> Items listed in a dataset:
------------------------------------------------
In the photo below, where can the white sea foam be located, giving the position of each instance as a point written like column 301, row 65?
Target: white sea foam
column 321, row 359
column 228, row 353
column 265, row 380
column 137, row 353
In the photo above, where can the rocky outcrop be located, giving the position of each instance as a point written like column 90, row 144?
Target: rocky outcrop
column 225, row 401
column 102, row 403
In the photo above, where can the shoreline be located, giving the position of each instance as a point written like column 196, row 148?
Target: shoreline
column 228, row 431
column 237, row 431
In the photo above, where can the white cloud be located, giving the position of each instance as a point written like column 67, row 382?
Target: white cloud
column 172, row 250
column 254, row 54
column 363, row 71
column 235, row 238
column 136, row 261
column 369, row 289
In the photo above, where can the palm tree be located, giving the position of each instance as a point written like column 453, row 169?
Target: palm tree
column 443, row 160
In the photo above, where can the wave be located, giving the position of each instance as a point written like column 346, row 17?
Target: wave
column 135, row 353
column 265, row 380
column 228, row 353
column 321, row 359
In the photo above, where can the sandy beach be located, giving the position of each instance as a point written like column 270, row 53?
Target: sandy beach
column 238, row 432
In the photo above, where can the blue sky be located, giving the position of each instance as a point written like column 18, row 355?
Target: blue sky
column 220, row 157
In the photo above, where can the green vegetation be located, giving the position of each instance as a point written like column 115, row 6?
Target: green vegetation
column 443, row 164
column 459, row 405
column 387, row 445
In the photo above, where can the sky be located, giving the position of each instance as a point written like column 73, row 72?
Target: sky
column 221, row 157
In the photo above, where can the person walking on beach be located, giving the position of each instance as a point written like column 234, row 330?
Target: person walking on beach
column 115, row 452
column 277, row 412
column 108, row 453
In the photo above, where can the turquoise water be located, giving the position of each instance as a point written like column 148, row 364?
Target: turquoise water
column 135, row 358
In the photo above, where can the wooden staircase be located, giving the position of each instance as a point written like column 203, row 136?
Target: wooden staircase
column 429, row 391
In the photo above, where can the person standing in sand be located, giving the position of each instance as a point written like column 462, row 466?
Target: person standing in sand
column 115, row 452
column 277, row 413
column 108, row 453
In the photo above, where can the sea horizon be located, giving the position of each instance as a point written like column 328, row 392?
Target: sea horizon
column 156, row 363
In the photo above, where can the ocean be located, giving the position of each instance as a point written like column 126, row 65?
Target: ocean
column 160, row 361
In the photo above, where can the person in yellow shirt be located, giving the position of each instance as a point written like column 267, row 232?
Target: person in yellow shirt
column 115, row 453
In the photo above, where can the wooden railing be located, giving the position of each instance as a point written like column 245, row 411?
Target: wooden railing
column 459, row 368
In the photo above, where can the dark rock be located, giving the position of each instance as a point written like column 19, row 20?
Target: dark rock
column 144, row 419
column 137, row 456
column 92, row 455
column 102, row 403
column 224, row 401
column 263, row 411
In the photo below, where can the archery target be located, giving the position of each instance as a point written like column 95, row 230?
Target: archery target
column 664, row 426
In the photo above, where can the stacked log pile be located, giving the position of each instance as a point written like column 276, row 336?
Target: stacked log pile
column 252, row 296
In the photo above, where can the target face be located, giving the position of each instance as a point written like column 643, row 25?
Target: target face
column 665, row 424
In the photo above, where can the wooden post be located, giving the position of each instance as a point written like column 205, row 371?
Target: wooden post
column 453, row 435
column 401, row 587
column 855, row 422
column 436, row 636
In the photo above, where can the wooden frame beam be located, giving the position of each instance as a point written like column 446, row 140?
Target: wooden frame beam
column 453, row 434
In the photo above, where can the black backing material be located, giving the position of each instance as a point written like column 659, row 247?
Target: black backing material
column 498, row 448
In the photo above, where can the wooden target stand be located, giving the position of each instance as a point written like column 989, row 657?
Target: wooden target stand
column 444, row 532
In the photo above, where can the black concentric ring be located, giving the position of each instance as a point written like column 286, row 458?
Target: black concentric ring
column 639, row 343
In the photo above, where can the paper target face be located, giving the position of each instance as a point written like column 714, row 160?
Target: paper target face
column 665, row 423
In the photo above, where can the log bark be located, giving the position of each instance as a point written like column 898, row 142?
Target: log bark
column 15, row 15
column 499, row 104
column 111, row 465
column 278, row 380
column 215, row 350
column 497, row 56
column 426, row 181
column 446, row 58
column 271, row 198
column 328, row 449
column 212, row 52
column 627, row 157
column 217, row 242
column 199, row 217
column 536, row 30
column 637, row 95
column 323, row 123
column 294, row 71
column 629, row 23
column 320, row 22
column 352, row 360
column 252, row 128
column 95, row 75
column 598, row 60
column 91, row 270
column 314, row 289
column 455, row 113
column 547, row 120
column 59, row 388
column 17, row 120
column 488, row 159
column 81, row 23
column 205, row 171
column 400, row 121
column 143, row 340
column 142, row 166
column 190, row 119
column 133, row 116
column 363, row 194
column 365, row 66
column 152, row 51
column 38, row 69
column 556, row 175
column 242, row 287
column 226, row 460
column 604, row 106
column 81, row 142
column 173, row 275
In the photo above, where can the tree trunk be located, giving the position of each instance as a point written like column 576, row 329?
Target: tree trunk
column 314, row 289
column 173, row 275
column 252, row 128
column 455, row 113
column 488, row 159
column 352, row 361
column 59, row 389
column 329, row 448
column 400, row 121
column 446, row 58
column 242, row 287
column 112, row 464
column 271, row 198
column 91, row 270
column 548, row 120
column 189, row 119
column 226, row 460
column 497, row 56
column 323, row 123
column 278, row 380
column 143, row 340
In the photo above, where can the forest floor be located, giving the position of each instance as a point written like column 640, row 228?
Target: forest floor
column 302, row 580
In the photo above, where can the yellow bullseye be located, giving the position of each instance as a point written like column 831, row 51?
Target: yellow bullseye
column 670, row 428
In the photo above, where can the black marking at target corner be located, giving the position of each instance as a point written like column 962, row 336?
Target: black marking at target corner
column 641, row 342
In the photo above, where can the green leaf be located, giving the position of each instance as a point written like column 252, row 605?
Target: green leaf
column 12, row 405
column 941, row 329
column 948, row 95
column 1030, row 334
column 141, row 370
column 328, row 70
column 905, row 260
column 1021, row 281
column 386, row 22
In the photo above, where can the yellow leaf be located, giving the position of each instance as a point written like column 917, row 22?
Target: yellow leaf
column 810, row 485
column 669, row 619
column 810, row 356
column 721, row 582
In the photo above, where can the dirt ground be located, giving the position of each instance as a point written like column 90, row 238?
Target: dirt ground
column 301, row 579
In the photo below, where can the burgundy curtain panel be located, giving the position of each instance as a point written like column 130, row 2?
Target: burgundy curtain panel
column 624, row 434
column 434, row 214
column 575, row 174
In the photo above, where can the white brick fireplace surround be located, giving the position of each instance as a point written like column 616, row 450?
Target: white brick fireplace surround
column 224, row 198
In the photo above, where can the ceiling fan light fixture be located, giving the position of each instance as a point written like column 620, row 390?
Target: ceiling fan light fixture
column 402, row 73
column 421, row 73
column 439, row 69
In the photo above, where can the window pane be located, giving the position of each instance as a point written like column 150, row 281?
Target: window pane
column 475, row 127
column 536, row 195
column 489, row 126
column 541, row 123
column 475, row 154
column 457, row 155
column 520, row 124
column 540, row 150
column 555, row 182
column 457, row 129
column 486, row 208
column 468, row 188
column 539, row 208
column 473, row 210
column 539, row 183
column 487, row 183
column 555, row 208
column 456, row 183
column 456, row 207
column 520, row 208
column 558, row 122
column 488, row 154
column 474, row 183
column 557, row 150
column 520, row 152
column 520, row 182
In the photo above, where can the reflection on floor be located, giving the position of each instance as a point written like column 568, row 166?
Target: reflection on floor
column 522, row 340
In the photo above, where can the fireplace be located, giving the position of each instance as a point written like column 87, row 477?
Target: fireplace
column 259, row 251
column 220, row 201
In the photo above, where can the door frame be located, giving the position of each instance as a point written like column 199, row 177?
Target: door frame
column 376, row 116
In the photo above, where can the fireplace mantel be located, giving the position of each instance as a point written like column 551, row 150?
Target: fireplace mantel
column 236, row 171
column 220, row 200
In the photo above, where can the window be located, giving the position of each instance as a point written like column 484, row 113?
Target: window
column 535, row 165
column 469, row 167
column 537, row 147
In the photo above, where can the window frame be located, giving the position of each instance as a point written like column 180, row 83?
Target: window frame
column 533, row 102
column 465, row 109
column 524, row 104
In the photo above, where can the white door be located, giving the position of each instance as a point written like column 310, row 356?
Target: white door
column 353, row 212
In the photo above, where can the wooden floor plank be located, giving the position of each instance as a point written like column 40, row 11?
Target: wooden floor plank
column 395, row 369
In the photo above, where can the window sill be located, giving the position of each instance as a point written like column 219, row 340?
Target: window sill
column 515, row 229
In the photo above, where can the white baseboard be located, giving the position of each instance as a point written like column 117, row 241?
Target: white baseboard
------------------------------------------------
> THE TASK:
Wherever the string "below" appears in the data above, copy the line it sits in.

> THE ANSWER:
In the photo below, where can the white sea foam be located, giving the position of each instance as a point written like column 301, row 65?
In the photo below, where can the archery target be located, giving the position of each instance as a point written like column 95, row 230?
In the photo below, where can the burgundy curtain panel be located, giving the position of each instance as a point written like column 130, row 2?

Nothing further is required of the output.